§ Task description:
"number" is the word to look for; copy each line of the listing where it occurs.

-*-

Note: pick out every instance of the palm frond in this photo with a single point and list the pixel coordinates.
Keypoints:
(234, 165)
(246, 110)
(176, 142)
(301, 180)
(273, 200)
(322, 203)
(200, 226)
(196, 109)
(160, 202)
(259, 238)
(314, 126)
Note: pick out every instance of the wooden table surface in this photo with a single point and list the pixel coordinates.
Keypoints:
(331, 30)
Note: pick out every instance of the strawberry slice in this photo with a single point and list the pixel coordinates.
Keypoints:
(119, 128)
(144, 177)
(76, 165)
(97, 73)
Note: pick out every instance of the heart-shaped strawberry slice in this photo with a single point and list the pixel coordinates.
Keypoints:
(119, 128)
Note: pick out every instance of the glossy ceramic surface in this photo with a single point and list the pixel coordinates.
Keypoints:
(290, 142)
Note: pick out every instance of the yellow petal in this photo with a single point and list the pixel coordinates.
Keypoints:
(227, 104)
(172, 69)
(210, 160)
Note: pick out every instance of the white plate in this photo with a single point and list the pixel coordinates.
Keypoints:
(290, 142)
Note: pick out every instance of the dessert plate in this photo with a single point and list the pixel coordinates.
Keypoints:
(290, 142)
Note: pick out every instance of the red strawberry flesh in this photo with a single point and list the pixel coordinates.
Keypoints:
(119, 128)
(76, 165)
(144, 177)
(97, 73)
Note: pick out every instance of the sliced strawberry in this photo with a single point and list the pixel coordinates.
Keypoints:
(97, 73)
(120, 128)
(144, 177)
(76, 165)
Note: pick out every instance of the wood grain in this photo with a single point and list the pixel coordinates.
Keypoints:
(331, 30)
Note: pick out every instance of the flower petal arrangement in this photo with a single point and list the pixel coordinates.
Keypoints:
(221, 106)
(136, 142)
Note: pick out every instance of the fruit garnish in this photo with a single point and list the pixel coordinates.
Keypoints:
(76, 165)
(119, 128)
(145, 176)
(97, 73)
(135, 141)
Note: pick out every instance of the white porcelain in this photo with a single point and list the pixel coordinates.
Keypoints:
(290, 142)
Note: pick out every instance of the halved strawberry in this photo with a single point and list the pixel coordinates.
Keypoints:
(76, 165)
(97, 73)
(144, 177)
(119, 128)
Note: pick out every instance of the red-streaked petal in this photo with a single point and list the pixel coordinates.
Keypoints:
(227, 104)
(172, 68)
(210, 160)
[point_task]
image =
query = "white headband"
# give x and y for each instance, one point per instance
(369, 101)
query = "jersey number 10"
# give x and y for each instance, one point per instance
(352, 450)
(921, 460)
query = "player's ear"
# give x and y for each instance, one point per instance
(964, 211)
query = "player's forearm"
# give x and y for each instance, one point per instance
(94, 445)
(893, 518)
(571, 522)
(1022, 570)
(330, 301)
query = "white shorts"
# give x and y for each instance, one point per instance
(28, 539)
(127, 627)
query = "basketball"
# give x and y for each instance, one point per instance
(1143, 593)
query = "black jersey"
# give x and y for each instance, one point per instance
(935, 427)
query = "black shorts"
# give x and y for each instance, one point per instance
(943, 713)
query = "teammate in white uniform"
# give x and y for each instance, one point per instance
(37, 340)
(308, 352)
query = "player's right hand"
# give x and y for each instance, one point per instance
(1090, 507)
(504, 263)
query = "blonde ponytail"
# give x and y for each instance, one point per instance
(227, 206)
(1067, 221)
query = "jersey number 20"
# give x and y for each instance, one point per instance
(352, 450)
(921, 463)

-*-

§ Your response:
query = "jersey number 10"
query = "jersey number 20"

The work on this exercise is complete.